=== Exercise ===
Starting with the line containing "Wanted = one point per instance on the white hair" and going on through the line containing "x=167, y=220", reproduce every line of the items, requests included, and offset each coordinate in the answers by adding 3 to it. Leave the numbers in the requests and their format samples unchanged, and output only these lines.

=== Records provided ===
- - - - -
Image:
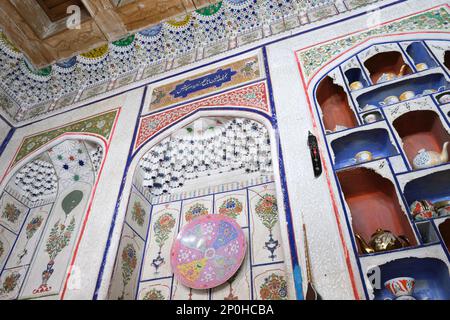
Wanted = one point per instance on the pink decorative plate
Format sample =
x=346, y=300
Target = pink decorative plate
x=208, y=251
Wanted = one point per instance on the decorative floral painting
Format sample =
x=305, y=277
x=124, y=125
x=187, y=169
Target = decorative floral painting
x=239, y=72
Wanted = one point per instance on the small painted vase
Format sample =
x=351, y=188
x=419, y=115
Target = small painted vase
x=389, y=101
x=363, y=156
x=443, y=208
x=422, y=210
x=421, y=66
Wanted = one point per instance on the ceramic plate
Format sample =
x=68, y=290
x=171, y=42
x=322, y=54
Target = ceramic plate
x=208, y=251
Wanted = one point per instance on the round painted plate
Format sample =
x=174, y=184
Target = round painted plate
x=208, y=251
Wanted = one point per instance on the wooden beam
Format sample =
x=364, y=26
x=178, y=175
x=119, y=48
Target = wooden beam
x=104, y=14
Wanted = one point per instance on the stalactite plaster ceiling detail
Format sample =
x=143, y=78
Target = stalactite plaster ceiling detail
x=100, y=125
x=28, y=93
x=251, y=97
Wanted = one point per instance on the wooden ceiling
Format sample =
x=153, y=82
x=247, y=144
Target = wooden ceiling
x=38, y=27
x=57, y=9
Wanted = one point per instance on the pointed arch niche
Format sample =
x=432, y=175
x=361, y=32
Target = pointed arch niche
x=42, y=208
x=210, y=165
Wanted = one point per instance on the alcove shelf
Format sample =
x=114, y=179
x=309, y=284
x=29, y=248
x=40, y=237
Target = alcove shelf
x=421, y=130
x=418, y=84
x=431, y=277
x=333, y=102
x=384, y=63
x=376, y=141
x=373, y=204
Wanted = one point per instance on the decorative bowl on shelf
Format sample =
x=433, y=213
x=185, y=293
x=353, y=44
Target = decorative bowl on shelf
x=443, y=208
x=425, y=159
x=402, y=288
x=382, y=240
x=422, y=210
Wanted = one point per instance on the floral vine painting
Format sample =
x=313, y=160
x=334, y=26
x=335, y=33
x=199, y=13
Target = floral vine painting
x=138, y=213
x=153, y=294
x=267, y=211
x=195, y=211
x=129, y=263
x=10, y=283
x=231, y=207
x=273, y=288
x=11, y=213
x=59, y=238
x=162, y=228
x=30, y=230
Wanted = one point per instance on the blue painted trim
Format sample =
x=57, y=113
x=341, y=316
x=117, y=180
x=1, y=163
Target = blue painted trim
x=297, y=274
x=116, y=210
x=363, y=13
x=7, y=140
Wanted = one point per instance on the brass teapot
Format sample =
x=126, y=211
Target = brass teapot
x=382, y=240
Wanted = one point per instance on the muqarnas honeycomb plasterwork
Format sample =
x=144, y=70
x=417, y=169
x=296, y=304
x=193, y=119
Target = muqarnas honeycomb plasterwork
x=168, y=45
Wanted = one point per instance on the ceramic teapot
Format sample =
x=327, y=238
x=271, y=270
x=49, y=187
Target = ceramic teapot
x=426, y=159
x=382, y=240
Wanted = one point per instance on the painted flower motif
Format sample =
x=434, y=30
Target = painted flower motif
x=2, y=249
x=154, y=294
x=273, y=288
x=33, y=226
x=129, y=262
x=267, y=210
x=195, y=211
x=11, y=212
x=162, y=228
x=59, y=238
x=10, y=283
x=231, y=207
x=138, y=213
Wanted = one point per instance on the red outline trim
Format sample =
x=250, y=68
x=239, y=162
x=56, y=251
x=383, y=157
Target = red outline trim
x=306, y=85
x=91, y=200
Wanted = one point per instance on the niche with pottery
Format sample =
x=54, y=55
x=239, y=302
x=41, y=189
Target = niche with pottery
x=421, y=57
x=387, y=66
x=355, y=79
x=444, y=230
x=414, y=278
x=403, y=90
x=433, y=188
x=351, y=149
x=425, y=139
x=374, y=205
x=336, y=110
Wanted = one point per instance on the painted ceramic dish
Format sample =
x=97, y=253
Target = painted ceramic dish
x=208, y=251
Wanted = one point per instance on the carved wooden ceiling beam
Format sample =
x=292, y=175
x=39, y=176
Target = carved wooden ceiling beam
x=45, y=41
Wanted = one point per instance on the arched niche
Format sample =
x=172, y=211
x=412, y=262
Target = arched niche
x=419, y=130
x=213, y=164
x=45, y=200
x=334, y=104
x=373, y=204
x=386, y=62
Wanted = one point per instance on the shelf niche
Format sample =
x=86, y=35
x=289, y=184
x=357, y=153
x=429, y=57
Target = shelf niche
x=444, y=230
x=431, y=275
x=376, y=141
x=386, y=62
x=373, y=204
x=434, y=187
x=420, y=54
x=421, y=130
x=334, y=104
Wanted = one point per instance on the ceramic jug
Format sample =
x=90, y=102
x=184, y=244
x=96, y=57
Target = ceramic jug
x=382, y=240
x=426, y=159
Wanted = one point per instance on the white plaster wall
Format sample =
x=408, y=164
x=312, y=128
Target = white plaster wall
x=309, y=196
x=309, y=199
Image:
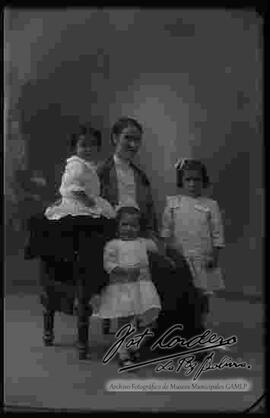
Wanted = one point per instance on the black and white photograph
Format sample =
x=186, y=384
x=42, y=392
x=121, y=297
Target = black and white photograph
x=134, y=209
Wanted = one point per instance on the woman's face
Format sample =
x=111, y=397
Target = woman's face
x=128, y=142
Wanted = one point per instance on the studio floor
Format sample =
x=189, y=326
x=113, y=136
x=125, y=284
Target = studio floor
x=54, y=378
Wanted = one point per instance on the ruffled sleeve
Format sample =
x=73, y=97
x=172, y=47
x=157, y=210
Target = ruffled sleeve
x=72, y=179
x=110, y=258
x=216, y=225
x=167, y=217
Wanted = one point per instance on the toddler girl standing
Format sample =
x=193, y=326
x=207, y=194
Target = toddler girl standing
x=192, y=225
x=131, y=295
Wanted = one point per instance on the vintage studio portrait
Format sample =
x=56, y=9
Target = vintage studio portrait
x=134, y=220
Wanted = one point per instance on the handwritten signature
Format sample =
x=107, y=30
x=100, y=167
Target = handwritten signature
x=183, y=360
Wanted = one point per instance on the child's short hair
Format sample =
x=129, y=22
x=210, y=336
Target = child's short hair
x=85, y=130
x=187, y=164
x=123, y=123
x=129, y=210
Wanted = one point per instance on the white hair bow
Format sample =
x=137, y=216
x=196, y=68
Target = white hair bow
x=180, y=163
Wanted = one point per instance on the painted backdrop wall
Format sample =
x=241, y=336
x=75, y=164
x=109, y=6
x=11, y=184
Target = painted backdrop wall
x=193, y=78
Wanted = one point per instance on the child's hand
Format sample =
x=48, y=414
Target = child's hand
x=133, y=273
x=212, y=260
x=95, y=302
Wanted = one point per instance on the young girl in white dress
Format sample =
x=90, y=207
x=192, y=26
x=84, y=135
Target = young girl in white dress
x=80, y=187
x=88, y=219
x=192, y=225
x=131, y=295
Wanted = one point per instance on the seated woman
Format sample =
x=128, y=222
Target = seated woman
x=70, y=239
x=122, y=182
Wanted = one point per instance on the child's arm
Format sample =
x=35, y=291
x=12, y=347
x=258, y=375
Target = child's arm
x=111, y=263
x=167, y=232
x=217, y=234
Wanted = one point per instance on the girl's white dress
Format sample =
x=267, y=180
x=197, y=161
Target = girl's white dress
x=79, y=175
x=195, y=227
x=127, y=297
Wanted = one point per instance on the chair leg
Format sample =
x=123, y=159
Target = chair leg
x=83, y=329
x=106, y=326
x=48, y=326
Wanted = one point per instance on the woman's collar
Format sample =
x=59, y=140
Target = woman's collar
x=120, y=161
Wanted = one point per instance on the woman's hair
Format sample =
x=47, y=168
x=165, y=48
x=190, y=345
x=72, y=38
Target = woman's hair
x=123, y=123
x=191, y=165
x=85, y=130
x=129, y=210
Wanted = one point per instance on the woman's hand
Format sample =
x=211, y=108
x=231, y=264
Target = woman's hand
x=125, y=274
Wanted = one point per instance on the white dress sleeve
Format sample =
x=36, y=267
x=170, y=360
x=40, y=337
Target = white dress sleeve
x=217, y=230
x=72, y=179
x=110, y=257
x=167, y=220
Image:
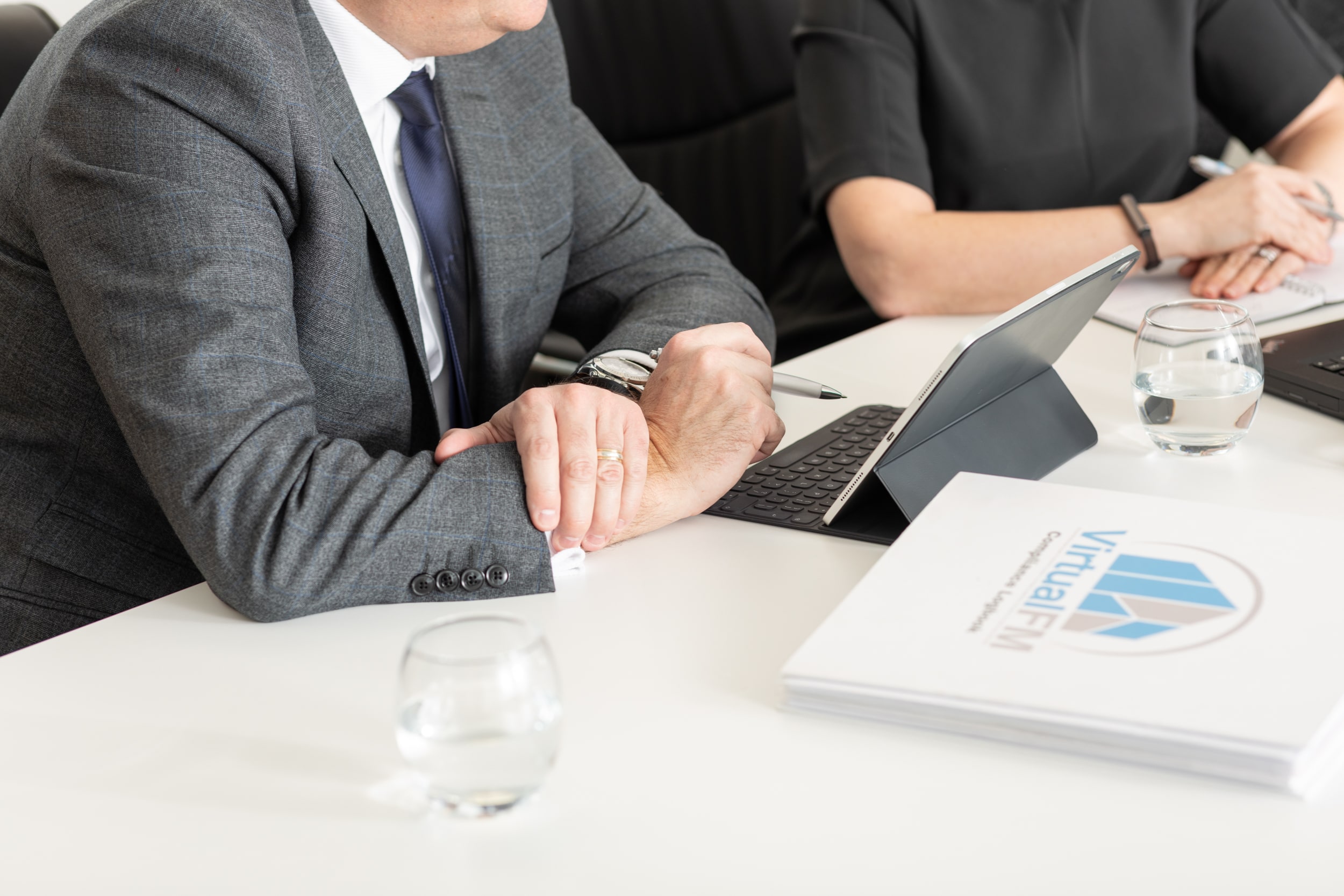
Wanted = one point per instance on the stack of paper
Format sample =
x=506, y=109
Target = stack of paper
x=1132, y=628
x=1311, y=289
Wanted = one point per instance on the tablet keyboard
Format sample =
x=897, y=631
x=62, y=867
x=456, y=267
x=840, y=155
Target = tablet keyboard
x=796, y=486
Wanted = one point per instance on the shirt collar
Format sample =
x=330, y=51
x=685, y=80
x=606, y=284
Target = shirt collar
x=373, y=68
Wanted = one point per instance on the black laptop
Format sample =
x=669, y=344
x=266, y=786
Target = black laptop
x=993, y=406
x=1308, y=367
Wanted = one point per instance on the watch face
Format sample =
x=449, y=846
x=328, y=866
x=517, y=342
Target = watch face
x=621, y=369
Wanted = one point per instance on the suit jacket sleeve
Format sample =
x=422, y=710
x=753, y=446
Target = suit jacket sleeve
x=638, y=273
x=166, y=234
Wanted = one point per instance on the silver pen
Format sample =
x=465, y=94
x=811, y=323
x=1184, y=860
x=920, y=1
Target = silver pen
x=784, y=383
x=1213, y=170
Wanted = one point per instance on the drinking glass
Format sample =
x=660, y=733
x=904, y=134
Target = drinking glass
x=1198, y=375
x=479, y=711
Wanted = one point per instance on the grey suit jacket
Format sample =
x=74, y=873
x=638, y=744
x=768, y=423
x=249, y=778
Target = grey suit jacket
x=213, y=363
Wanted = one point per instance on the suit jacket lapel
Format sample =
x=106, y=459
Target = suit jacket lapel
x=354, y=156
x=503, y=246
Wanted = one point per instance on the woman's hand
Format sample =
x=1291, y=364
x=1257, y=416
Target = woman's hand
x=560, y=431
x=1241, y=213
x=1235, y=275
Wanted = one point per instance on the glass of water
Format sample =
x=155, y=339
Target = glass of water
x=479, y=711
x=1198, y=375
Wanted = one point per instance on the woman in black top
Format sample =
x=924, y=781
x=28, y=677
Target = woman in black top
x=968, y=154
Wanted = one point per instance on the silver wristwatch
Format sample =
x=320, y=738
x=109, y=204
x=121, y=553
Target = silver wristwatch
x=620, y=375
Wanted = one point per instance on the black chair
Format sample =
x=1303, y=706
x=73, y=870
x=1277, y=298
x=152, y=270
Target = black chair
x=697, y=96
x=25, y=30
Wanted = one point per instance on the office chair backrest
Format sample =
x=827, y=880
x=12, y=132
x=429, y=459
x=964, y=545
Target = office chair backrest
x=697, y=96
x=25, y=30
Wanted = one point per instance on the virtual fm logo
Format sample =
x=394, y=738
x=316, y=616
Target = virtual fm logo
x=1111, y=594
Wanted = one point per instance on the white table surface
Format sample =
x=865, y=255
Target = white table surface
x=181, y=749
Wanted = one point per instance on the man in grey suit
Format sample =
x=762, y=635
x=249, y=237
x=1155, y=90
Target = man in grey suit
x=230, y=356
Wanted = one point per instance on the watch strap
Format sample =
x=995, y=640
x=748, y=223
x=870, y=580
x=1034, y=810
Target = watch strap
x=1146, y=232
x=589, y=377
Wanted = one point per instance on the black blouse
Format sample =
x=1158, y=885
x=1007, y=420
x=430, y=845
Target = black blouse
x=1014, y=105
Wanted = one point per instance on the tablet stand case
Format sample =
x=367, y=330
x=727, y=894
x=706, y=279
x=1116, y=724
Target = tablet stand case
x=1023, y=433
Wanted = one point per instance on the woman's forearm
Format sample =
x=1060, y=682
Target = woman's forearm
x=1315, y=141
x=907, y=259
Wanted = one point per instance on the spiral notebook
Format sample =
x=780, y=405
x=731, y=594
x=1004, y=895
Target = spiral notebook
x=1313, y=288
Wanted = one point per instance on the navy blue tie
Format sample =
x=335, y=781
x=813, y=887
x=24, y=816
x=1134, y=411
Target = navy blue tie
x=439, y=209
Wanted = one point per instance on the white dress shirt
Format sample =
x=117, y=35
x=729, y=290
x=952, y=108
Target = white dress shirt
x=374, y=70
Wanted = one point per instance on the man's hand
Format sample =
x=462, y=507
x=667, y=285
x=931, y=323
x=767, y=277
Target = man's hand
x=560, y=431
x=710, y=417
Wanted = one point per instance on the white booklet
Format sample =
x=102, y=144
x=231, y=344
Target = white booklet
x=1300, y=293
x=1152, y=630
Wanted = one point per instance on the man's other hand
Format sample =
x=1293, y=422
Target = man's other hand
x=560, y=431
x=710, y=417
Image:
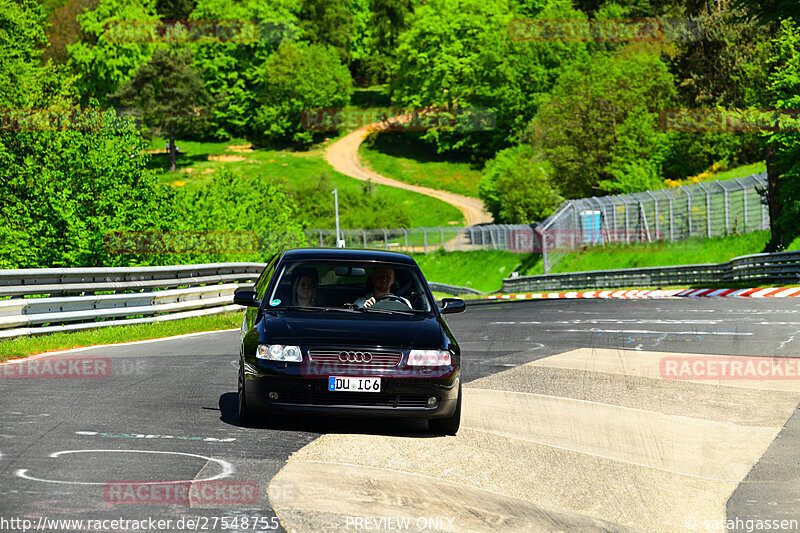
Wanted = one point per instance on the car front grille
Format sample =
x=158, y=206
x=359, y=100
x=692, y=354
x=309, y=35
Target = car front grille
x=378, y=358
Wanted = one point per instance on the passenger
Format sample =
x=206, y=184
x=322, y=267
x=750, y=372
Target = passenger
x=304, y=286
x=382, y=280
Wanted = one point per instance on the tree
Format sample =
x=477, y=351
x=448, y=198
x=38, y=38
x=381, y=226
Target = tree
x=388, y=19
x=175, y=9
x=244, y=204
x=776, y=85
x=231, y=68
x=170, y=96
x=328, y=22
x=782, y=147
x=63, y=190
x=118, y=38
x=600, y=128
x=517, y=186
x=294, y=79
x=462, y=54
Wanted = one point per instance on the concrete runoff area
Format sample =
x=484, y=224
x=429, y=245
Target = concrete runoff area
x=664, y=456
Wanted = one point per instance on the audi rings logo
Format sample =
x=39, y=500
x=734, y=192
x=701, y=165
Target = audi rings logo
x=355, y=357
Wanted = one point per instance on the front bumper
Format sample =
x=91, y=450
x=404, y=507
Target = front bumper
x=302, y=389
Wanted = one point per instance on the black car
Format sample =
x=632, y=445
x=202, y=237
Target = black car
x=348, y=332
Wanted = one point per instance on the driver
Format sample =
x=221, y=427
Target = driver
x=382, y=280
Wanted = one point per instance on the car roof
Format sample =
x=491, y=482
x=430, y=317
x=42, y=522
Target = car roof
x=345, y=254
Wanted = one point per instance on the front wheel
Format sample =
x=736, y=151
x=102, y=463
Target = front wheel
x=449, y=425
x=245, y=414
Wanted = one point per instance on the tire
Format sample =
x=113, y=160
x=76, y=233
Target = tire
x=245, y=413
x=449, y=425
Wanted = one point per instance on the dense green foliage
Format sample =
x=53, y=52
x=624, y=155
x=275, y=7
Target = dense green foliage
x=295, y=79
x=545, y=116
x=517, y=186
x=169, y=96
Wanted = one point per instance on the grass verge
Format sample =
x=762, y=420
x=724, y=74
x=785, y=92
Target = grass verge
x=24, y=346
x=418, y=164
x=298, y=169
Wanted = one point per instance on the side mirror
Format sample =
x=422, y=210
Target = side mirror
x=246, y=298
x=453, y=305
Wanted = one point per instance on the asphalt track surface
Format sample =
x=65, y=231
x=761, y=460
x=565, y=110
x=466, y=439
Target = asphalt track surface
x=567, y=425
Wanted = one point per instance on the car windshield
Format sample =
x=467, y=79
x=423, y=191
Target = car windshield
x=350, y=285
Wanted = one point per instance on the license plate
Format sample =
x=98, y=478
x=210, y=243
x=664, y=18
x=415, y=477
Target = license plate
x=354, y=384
- - - - -
=== Reply to the exercise ===
Wanted = one point per instance on the white hair bow
Format sample =
x=137, y=216
x=196, y=68
Target = white hair bow
x=183, y=166
Wanted = one point per instance on the painted backdrop wall
Format sample =
x=241, y=336
x=75, y=164
x=109, y=6
x=11, y=184
Target = painted backdrop wall
x=196, y=81
Wanted = one point per instance on the child's hand
Format sample =
x=48, y=414
Target = child's hand
x=136, y=276
x=215, y=263
x=98, y=305
Wanted = one point per instance on the young girl in white dress
Format sample =
x=90, y=207
x=192, y=26
x=84, y=135
Target = young girl in white dress
x=83, y=190
x=91, y=222
x=195, y=228
x=134, y=298
Wanted = one point per instance on the seated woman
Format sample =
x=128, y=222
Target = seated woman
x=73, y=242
x=125, y=185
Wanted = one point per instance on the child's arm
Format sample =
x=35, y=291
x=12, y=347
x=258, y=375
Target = child's arm
x=114, y=266
x=170, y=235
x=220, y=237
Wanted = one point per instance on the girl's white dress
Format sample =
x=267, y=180
x=197, y=161
Target = girl's white dress
x=82, y=178
x=198, y=230
x=130, y=300
Wanted = one point per instance on the chair leg
Format sample =
x=123, y=159
Target = chair leg
x=86, y=332
x=109, y=329
x=51, y=329
Wanted = one point per instance on the woman's collar
Format sample =
x=59, y=140
Target = woman's collar
x=123, y=164
Wanted = one point per instance on the woman's hair
Format sample =
x=47, y=168
x=165, y=48
x=190, y=345
x=72, y=38
Target = woman's hair
x=126, y=126
x=194, y=168
x=88, y=133
x=132, y=213
Wanted = one point per instance on the woman's hand
Format sample =
x=211, y=108
x=231, y=264
Target = woman's hand
x=128, y=277
Wanted = one point per instance on the white dress sleeve
Format sample =
x=36, y=267
x=170, y=360
x=40, y=337
Target = white dress sleeve
x=220, y=233
x=75, y=182
x=113, y=260
x=170, y=223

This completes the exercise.